- _Exercise objective_: Copy out the stretch of rows from the line containing "Definition first: for each instance of the truck wheel, imagine" through the end of the rows, character for character.

-- begin --

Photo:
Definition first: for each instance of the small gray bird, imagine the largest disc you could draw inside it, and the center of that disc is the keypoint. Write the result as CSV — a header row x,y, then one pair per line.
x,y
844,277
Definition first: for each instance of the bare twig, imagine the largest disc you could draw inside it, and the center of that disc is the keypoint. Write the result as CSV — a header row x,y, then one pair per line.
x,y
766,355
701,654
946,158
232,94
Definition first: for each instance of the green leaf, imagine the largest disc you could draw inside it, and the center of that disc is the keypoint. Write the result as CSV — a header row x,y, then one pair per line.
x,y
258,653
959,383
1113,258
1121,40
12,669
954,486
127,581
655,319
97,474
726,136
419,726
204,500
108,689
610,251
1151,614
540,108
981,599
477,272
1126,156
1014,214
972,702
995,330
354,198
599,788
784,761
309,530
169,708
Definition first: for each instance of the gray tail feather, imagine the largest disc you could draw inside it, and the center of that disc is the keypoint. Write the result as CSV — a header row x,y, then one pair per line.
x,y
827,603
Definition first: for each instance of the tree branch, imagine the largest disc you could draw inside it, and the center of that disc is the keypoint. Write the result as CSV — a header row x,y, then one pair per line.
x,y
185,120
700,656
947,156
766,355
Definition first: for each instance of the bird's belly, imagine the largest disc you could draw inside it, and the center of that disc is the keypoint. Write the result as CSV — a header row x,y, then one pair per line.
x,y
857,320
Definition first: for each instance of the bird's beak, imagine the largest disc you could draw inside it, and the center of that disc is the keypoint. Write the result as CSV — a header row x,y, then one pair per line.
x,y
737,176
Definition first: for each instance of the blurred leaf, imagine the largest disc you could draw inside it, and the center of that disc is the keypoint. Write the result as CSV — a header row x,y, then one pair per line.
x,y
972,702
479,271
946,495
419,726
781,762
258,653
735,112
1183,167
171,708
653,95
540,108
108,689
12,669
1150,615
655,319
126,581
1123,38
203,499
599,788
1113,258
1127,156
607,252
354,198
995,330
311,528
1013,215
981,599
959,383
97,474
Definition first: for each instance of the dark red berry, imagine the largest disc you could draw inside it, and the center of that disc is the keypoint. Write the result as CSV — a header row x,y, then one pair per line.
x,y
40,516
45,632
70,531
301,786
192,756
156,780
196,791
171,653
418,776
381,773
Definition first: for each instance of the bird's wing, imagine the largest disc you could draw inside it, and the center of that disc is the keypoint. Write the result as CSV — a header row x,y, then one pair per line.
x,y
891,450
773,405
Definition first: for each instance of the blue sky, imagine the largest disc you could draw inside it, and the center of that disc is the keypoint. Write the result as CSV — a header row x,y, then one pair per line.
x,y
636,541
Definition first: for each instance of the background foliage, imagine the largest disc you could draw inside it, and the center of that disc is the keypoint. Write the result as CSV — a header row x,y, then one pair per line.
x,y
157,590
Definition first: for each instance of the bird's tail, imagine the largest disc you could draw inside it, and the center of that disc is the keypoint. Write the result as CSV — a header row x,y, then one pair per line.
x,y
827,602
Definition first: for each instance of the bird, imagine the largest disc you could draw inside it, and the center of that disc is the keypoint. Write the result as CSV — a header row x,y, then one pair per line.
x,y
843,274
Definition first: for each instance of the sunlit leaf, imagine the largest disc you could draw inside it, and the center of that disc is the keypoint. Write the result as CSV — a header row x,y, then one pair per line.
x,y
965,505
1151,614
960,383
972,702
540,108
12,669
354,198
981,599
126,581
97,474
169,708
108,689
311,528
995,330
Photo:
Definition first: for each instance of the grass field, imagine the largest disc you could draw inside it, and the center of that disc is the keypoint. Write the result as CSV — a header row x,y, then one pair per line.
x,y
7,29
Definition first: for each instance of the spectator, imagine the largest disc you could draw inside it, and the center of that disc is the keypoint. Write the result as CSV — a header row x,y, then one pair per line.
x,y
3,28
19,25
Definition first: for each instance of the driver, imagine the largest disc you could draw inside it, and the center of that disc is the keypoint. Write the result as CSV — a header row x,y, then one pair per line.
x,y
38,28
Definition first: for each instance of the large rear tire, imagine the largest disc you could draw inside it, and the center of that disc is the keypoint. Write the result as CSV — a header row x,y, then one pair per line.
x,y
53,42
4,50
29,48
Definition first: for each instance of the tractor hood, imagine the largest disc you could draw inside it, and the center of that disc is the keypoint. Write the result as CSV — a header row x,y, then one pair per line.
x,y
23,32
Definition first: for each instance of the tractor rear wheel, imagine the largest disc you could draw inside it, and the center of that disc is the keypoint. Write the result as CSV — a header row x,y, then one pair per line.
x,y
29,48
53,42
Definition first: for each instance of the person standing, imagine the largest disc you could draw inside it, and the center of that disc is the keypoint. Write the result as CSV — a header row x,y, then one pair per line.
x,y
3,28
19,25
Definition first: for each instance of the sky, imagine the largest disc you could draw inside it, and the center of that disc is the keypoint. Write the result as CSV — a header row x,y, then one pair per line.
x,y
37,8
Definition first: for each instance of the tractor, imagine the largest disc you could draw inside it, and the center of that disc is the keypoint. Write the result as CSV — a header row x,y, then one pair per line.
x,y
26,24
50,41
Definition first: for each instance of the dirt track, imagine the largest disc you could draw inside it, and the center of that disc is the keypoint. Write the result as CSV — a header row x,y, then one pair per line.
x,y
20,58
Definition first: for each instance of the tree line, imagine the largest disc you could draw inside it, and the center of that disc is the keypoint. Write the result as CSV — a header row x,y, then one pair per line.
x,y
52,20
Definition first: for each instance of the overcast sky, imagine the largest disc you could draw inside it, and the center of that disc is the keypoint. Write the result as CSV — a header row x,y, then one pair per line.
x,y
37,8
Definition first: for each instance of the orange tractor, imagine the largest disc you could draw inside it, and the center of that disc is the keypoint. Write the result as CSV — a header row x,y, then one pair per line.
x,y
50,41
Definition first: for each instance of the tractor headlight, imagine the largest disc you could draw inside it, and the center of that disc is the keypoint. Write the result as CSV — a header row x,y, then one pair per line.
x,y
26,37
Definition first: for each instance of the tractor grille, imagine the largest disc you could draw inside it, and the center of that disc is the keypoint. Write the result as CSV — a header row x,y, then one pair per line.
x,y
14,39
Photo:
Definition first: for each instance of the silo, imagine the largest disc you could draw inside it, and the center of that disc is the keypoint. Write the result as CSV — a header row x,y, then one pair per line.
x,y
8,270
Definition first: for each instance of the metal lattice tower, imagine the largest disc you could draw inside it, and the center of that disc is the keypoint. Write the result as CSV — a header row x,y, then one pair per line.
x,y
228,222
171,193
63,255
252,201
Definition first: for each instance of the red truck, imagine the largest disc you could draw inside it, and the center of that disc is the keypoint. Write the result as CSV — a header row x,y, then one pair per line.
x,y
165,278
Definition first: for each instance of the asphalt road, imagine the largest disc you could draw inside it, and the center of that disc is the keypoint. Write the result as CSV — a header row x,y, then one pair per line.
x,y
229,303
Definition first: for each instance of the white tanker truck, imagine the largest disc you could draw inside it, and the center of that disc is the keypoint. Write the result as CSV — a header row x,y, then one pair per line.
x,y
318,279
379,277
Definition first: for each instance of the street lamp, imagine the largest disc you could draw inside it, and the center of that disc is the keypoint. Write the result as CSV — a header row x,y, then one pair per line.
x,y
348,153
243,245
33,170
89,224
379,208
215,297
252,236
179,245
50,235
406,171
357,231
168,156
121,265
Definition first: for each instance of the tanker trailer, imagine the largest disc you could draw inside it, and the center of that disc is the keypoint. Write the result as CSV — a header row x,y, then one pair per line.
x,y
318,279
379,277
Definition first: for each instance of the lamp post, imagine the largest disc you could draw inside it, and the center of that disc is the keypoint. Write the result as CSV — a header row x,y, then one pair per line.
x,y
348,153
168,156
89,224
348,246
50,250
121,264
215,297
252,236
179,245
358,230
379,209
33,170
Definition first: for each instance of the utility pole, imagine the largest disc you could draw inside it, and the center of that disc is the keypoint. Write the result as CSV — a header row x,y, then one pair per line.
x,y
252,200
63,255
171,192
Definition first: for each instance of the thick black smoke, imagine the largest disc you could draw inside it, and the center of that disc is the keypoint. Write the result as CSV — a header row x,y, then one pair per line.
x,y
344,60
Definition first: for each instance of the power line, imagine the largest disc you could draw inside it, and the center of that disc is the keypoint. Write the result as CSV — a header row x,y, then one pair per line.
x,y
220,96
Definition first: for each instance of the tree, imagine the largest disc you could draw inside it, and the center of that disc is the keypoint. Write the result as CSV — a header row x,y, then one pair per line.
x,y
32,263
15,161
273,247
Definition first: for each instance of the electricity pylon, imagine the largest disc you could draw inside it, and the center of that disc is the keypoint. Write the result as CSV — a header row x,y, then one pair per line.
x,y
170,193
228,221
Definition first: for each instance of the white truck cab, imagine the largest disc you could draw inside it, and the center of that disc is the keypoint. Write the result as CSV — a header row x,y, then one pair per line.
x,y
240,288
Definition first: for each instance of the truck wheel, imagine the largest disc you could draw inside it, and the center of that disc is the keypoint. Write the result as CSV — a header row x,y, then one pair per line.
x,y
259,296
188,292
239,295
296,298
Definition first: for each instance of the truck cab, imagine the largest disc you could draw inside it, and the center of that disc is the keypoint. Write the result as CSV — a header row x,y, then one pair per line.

-- end --

- _Problem solution_:
Definition first: for each instance of the truck wheel, imagine the largest disc you could draw inside it, and the center of that disc is the keypoint. Write the result as CSV — a header row x,y, then one pair per line.
x,y
259,296
188,292
239,295
296,298
Definition first: for each instance of the truck cab, imagine the largest disc you could draw inside it, and the center of that disc is the keypoint. Write the result as CSV — a header row x,y, then one pair per line.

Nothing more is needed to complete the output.